YOUR TASKS →
1. Copy word for word everything in the comment on medical diagnosis below from "I think another" down to "visits for temporality/evolution.".
2. In the comment on medical diagnosis below, list every sentence that uses a first-person pronoun (I, me, or we).
3. Write what comes next in the comment on medical diagnosis below, continuing after its final sentence.

As stated, being informed is encouraged. Self-diagnosis is not for anyone to do.
I think another issue here is your expectations out of a medical visit may be unrealistic. Physicians aren’t supposed to arrive at the correct diagnosis from the initial visit (for most things). We start with a suspected diagnosis and differential and refine it with investigations and multiple visits for temporality/evolution.
Note that in your hypothetical that probably and possible are not mutually exclusive. It’s entirely possible patient A’s right upper quadrant pain is a gallbladder cancer but it is also probably gallstones even if you tell me the pain isn’t triggered by fatty meals. Just because a preliminary diagnosis is stated as probable it doesn’t mean other potential causes aren’t being simultaneously investigated with that ultrasound. I also don’t need to be telling the patient about all of the potential possibilities from the get go as it may cause anxiety, this is a patient-specific judgement call.

INPUT DATA →

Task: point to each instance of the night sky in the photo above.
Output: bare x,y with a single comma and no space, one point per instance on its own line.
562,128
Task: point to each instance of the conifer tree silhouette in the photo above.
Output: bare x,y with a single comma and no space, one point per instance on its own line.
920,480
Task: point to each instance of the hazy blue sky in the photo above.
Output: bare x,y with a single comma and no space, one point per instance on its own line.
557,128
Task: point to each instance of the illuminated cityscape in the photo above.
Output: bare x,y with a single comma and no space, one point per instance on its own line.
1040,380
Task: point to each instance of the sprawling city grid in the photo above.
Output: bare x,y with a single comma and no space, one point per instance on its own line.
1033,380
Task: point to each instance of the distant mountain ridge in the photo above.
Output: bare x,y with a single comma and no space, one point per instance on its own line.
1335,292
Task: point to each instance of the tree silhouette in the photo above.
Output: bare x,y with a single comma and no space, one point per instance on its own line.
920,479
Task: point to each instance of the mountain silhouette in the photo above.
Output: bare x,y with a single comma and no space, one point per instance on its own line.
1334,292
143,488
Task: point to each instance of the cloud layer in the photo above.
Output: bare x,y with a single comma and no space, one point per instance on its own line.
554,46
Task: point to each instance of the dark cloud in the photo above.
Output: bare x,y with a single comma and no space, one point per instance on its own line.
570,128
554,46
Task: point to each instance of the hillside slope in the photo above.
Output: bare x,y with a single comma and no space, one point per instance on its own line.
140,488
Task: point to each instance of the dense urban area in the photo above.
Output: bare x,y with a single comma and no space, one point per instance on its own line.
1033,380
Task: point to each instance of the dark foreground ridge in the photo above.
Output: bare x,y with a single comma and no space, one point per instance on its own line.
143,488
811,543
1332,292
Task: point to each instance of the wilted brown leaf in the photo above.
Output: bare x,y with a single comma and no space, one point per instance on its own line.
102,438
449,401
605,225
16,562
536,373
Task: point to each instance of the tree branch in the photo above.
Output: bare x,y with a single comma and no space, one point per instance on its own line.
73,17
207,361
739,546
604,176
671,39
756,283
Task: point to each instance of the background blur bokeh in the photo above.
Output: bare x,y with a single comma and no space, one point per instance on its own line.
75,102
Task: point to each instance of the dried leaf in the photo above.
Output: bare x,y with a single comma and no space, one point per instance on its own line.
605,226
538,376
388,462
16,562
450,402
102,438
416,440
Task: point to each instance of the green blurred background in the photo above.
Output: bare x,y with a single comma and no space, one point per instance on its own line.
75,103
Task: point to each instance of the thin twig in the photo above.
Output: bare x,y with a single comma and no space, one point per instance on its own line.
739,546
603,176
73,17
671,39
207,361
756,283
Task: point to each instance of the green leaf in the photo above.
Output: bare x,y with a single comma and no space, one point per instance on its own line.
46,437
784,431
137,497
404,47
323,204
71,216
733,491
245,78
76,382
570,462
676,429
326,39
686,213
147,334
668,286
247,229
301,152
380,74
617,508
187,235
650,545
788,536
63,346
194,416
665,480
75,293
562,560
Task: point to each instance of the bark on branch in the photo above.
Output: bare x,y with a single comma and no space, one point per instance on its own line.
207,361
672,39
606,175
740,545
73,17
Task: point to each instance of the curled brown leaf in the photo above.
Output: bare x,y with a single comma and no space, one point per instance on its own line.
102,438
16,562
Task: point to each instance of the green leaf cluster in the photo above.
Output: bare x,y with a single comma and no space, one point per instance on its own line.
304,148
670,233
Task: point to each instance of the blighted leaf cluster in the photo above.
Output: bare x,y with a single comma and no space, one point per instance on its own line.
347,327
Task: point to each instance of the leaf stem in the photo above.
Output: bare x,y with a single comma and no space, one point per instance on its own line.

RESPONSES TO THE TASKS →
1.
I think another issue here is your expectations out of a medical visit may be unrealistic. Physicians aren’t supposed to arrive at the correct diagnosis from the initial visit (for most things). We start with a suspected diagnosis and differential and refine it with investigations and multiple visits for temporality/evolution.

2.
1. "I think another issue here is your expectations out of a medical visit may be unrealistic."
2. "We start with a suspected diagnosis and differential and refine it with investigations and multiple visits for temporality/evolution."
3. "It’s entirely possible patient A’s right upper quadrant pain is a gallbladder cancer but it is also probably gallstones even if you tell me the pain isn’t triggered by fatty meals."
4. "I also don’t need to be telling the patient about all of the potential possibilities from the get go as it may cause anxiety, this is a patient-specific judgement call."

3.
> In a perfect world, patients would get hour long appointments and doctors would explore the entire fault tree.
Honestly, outside of counseling type visits or complex oncology I’m not sure what I would spend an hour talking about. Why do feel we need to explore the entire fault tree in a single visit with missing investigations?
As a hypothetical: 50 y/o male patient comes in with first time rectal bleeding, I’ll ask a few questions and perform a physical exam but regardless of the fault tree or why this happened, this patient is getting a colonoscopy. Until we’ve excluded cancer and inflammatory bowel disease further discussion is moot.